Keeping safe and comfortable in arctic conditions is a precarious balancing act between protecting one's self against the cold without overheating. This is particularly true of a soldier's hands and feet while working in the cold, so scientists from Stanford University and the US Army Natick Soldier Research, Development & Engineering Center are working on energized fabrics that heat up when powered, yet wick away sweat and dry easily.
If there's one constant in military life, it's that the issued kit isn't all that should be – especially when it comes to gloves and boots. It's for this reason that many armed services allow their members to buy items of kit commercially that are better suited, yet still meet military specifications.
According to Paola D'Angelo at Natick, the US Army has a particular problem because the cold weather gloves used by its soldiers were designed 30 years ago and often leave personnel with cold, numbed hands. The same is true of the footwear, and the cold-weather gear in general suffers from the problem of how to keep soldiers warm in bitterly cold conditions, yet not overheat and cause them to sweat while exerting themselves. The latter is of particular importance because damp, sweaty arctic gear can be fatal in subzero temperatures.
To help alleviate this, the US Army-funded basic research project is looking into developing new fabric with a focus on cold-weather gloves. The idea is to incorporate very fine silver nanowires set in military-grade fabrics, like polyester and a cotton/nylon blend. By applying three volts to a 1 x 1 in (2.5 x 2.5 cm) test swatch, the temperature of the swatch can be raised by 100° F (56° C) in one minute.

Dataset entries –
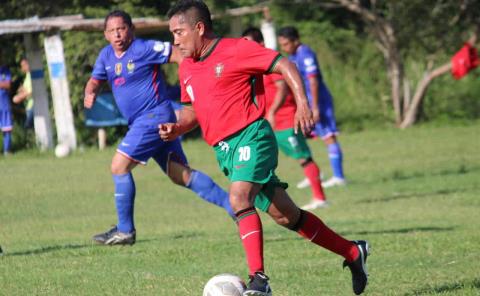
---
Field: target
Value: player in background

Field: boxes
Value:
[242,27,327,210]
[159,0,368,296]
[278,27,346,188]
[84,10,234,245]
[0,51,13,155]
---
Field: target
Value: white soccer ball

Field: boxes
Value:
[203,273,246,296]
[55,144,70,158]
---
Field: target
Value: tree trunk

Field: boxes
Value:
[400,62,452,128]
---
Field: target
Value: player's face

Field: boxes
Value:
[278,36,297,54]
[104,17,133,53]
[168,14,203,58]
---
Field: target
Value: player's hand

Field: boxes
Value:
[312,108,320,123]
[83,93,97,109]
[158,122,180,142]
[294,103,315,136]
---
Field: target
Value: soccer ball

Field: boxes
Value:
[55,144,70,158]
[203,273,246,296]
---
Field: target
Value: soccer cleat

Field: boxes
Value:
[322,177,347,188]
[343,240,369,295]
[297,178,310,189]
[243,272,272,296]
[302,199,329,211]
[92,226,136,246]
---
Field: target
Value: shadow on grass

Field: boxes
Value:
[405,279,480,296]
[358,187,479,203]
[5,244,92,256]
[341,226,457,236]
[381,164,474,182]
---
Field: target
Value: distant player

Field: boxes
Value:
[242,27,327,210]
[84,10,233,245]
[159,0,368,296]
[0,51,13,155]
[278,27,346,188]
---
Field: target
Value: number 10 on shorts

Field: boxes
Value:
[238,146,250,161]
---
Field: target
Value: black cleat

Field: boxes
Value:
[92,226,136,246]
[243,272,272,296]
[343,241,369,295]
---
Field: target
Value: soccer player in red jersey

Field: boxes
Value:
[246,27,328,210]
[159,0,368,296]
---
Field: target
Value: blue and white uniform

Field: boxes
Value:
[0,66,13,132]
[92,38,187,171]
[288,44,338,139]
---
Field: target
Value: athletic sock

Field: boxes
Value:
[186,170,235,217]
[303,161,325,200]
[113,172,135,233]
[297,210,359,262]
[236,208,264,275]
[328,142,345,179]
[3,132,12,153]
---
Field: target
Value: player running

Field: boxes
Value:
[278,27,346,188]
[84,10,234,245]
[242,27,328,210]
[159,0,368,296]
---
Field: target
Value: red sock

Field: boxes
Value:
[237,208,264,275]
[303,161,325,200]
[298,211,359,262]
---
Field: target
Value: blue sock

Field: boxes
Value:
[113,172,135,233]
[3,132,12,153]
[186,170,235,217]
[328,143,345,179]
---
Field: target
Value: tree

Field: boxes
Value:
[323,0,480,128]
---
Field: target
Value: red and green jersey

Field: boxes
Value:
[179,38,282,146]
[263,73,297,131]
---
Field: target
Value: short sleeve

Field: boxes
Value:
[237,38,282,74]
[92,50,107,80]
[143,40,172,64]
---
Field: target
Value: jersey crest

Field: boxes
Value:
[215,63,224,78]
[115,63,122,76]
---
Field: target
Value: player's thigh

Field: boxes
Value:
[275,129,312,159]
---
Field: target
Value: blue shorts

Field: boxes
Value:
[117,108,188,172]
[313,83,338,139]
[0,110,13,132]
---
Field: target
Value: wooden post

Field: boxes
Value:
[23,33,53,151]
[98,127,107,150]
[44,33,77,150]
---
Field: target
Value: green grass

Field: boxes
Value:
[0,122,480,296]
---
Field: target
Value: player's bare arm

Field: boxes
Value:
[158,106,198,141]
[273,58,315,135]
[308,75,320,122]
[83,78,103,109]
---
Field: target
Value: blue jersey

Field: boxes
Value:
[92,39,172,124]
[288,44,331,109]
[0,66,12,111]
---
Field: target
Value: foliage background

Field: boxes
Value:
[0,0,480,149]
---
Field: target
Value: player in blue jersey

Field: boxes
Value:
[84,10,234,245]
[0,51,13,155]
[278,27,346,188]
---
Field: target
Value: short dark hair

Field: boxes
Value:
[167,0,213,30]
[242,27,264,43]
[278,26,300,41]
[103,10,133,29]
==
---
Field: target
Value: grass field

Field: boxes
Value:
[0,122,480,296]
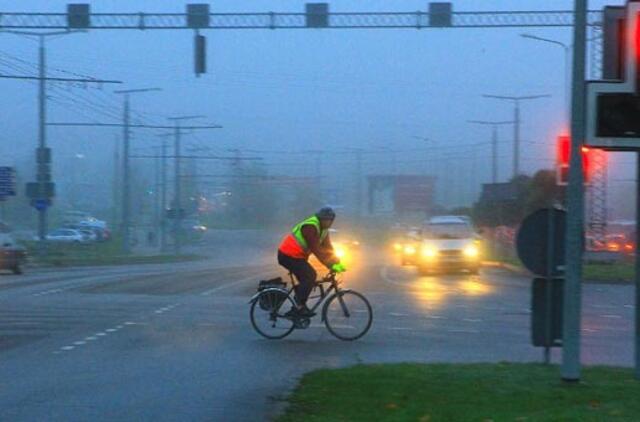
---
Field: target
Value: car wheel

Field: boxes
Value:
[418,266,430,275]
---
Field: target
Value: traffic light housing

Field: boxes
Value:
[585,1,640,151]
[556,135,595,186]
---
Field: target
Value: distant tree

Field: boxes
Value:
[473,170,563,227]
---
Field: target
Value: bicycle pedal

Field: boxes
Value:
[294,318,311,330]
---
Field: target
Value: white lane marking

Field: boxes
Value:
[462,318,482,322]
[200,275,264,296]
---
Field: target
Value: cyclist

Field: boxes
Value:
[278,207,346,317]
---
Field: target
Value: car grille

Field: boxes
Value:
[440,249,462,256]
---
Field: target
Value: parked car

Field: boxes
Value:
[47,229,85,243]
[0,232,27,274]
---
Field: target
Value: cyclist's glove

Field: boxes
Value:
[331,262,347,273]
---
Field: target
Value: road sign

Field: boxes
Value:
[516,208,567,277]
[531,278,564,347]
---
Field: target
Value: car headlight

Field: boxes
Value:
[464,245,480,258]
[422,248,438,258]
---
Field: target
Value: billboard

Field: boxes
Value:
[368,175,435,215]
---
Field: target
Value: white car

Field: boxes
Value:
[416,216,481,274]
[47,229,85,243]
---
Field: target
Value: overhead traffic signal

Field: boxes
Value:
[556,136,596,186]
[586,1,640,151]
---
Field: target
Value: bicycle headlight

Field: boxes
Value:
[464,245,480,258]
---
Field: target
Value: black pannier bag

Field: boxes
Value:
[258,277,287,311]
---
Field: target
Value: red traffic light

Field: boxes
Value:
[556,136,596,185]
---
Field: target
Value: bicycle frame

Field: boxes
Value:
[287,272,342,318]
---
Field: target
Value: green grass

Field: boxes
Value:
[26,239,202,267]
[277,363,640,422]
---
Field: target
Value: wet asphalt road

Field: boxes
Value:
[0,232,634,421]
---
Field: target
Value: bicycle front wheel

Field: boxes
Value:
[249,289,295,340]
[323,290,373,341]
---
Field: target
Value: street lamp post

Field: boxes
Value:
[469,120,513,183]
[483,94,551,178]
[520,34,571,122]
* * *
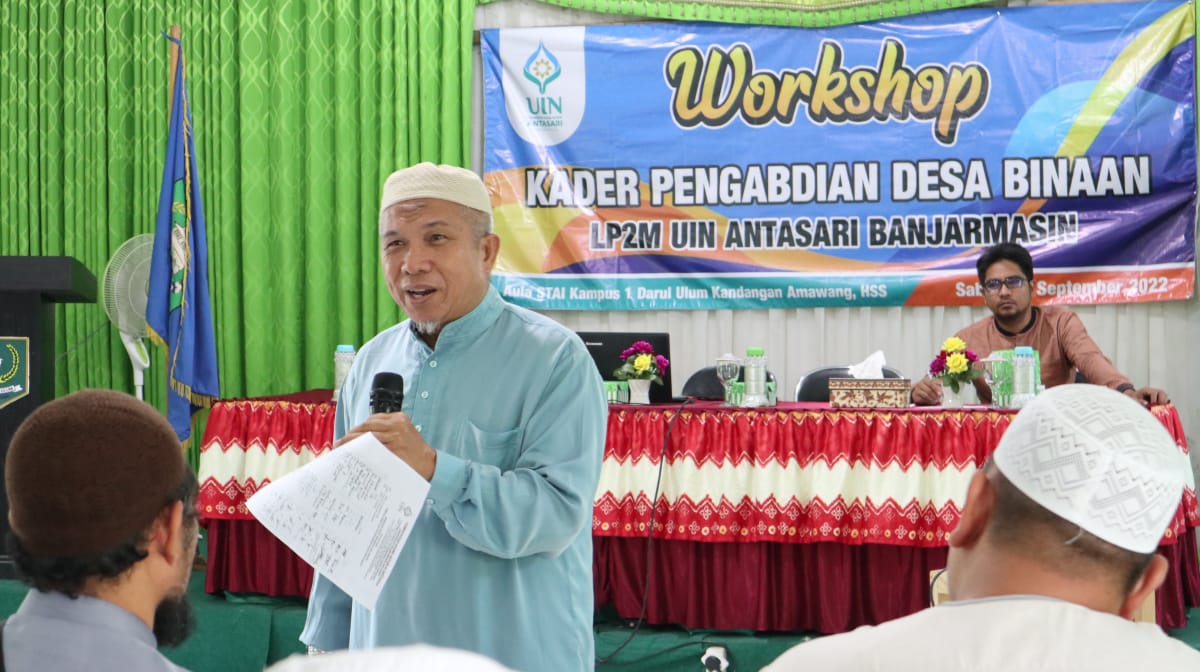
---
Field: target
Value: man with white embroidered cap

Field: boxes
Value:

What is asked – Reproduce the passage of the heated-fabric article above from "Keeping safe and" to "and dry easily.", word for word.

Response –
Keeping safe and comfortable in arctic conditions is a precarious balancing act between protecting one's self against the cold without overheating. This is particularly true of a soldier's hands and feet while working in the cold, so scientists from Stanford University and the US Army Natick Soldier Research, Development & Engineering Center are working on energized fabrics that heat up when powered, yet wick away sweat and dry easily.